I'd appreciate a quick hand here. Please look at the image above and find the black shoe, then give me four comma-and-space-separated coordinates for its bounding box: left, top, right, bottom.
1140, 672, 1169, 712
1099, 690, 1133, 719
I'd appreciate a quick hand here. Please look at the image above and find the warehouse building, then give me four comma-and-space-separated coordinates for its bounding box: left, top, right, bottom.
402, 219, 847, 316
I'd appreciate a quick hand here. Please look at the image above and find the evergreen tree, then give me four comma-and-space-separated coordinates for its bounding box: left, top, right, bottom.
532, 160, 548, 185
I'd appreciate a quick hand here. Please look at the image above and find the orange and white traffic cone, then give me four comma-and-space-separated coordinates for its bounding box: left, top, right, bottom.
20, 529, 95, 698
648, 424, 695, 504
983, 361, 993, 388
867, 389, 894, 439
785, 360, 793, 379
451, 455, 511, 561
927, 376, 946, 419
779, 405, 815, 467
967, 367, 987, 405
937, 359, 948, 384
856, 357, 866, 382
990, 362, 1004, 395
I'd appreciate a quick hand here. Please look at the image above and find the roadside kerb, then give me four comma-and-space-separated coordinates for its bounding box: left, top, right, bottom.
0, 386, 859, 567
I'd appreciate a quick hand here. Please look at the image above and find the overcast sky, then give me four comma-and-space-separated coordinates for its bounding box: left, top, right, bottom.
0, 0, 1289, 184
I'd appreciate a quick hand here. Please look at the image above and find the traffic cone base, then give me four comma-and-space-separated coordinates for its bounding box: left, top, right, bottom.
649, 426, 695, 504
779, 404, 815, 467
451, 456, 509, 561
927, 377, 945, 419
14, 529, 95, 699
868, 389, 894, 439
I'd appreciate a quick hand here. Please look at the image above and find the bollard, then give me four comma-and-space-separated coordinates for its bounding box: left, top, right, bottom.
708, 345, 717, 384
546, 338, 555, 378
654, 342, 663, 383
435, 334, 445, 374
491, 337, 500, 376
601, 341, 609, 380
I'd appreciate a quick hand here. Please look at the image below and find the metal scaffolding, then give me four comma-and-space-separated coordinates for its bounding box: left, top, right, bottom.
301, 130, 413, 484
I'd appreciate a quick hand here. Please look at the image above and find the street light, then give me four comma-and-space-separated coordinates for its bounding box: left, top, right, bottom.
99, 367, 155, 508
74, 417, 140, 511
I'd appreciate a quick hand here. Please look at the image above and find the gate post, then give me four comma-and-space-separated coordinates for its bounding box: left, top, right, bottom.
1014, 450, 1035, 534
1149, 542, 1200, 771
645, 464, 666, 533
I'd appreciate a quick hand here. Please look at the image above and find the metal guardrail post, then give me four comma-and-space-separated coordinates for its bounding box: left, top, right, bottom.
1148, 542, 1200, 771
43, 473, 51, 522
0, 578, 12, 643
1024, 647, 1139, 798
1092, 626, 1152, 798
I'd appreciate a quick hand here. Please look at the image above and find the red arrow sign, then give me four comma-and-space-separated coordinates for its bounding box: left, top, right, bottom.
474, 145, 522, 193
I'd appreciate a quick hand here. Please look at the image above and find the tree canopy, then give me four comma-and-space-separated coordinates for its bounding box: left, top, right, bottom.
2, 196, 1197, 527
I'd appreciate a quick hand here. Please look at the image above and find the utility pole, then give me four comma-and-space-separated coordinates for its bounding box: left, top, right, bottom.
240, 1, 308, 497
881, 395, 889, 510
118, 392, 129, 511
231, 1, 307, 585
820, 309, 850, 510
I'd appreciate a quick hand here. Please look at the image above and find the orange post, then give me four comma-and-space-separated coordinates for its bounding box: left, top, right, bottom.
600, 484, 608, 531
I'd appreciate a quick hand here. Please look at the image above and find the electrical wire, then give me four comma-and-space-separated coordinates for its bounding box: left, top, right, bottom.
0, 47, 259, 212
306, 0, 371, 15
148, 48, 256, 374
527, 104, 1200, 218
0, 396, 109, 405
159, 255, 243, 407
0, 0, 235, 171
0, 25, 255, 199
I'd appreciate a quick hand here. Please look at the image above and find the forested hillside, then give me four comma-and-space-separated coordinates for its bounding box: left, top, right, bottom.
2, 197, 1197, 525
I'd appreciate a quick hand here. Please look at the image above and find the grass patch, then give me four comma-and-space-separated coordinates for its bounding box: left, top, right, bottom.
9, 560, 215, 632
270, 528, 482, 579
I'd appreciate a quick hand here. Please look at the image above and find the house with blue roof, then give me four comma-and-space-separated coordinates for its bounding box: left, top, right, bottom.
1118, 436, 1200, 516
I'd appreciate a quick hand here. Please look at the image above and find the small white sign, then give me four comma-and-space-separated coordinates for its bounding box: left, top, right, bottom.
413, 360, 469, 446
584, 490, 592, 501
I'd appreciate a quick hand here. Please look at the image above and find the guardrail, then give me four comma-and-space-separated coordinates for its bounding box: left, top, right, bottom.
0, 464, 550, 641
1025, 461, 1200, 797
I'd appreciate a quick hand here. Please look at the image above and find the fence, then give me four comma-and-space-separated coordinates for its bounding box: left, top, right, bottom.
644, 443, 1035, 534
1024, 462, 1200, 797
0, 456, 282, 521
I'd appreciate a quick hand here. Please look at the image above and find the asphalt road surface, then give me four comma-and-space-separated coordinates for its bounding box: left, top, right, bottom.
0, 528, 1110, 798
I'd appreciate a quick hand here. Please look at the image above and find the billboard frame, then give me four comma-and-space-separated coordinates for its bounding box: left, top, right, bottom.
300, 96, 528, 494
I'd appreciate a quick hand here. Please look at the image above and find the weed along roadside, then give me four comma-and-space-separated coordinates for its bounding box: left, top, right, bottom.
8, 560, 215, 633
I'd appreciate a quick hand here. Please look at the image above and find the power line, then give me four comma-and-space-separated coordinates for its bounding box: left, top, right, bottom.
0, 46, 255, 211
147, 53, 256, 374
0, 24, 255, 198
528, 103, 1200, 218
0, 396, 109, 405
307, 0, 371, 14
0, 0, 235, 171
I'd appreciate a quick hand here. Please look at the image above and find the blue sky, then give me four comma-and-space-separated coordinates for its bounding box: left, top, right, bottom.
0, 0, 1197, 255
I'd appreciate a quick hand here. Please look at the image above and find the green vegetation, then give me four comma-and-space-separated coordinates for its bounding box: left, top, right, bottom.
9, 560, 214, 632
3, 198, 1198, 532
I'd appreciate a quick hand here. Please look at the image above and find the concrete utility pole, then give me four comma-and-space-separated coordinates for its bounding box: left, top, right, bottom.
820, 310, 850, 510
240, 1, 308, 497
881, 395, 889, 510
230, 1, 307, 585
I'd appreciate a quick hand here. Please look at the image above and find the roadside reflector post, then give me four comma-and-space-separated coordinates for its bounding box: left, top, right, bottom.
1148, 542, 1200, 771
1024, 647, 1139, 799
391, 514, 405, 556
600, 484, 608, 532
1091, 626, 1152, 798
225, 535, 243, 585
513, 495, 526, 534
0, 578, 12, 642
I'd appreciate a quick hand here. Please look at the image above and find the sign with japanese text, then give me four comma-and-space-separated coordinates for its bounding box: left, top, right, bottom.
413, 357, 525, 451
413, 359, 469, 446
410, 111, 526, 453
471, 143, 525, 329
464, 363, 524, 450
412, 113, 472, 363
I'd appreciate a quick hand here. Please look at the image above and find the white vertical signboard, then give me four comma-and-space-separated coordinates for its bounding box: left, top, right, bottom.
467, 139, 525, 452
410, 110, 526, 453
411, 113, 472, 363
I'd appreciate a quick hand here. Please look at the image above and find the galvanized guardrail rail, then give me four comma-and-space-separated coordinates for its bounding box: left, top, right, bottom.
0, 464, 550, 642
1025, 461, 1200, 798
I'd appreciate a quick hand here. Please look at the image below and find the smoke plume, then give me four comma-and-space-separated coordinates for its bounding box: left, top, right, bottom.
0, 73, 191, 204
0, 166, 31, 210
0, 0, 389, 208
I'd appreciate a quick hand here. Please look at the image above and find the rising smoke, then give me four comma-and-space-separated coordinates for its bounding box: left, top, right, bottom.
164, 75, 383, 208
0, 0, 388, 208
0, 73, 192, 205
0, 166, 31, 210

=-=-=-=-=

» EXERCISE REQUIREMENTS: Where a line contains "find the sign", begin there and output each line through the end of the data above, exactly; give no other lines.

» WRITTEN SOLUTION:
I'd appreciate a quick hand here. Please look at the image above and find the sign with japanese text, then give me four comma-and-space-separated coordinates for its bounding box: left, top, right, bottom.
413, 357, 525, 451
413, 359, 469, 446
410, 111, 526, 453
471, 143, 525, 329
464, 363, 524, 450
412, 113, 472, 363
I'd appreciate a quick hand here. Please look at the image above and find the white vertical signboard, then give me four comma-and-space-separated coordinates for its bounding box: left, top, right, bottom.
467, 139, 525, 452
410, 110, 526, 453
411, 113, 472, 363
I'd appreciate a quick hand here. Please look at the image above and find the galvanized guardrail rail, then give me four comma-and-space-separated coordinates for its bounding box: left, top, right, bottom.
0, 464, 550, 642
1025, 461, 1200, 798
I'd appreciate a quick hand here. Please look at the image below and find the smoke plume, then give me four comma-and-space-separated coordinates for its bounding box: left, top, right, bottom.
0, 73, 191, 204
0, 166, 31, 210
0, 0, 389, 208
I'd appreciate a quick hand here. Please look at the image above and find the rising smoke, then give me four comma-and-space-separated coordinates for its bounding box: left, top, right, bottom.
164, 75, 383, 208
0, 0, 388, 208
0, 73, 192, 205
0, 166, 31, 210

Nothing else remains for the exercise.